* **Task 1**: Could you print the passage on the Kōnan Railway Company between "- Kōnan Line" and "July 1, 1950.", inclusive?
* **Task 2**: Do these statements agree with the passage on the Kōnan Railway Company? Answer yes or no for each, and quote the words of the passage that settle it. (a) The company is headquartered in the city of Hirosaki. (b) The company started bus operations in 1931. (c) The Kōnan Railway Company acquired the Hirosaki Electric Railway in 1970.

* **Reading passage**:
┄┄┄┄┄┄┄┄┄┄

The Kōnan Railway Company (弘南鉄道株式会社, Kōnan Tetsudō Kabushiki-gaisha), also known as Konan Tetsudo, is a railway company that provides transportation services in western Aomori Prefecture, Japan. The company operates two regional railway lines: the Kōnan Line, which connects Hirosaki Station in the city of Hirosaki and Kuroishi Station in the city of Kuroishi, and the Ōwani Line, which connects Hirosaki with Ōwani Station on the JR Ōu Main Line. The company also operates an extensive bus network. It is headquartered in the city of Hirakawa.

Between November 1, 1984, and April 1, 1998, the company also operated the Kuroishi Line, a former line of Japanese National Railways.

== Lines ==

Lines map

- Kōnan Line
- Ōwani Line

==History==
The company was founded on March 27, 1926, and began operations between Hirosaki and Tsugaru-Onoe Station on September 7, 1927. Bus operations began on June 24, 1931, and were divested to a subsidiary company (the forerunner of the Kōnan Bus Company) on April 17, 1940.

On July 1, 1948, the Konan line was electrified at 600 VDC. The line was extended to Kuroishi Station by July 1, 1950.

On July 25, 1949, the Hirosaki Electric Railway (弘前電気鉄道株式会社, Hirosaki Denki-Tetsudō Kabushika-kaisha) was established, and connected Ōwani Station with Chuo-Hirosaki Station by January 26, 1952.

Voltage on the line was raised from 600 VDC to 750 VDC on April 1, 1954, and to 1500 VDC on September 1, 1961.

On October 1, 1970, the Hirosaki Electric Railway was acquired by the Kōnan Railway Company, and its line became the Kōnan Railway Ōwani Line.

On November 1, 1984, the former Japan National Railway Kuroshi Line was privatized by the government and acquired by the Kōnan Railway Company, becoming the Kōnan Railway Kuroishi Line, but was subsequently closed in 1998.

┄┄┄┄┄┄┄┄┄┄

* **Information provided**:
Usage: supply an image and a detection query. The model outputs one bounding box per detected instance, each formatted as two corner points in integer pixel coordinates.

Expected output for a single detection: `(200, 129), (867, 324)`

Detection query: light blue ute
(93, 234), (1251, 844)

┄┄┄┄┄┄┄┄┄┄

* **Written response 1**:
- Kōnan Line
- Ōwani Line

==History==
The company was founded on March 27, 1926, and began operations between Hirosaki and Tsugaru-Onoe Station on September 7, 1927. Bus operations began on June 24, 1931, and were divested to a subsidiary company (the forerunner of the Kōnan Bus Company) on April 17, 1940.

On July 1, 1948, the Konan line was electrified at 600 VDC. The line was extended to Kuroishi Station by July 1, 1950.

* **Written response 2**:
(a) No: "It is headquartered in the city of Hirakawa."
(b) Yes: "Bus operations began on June 24, 1931"
(c) Yes: "On October 1, 1970, the Hirosaki Electric Railway was acquired by the Kōnan Railway Company"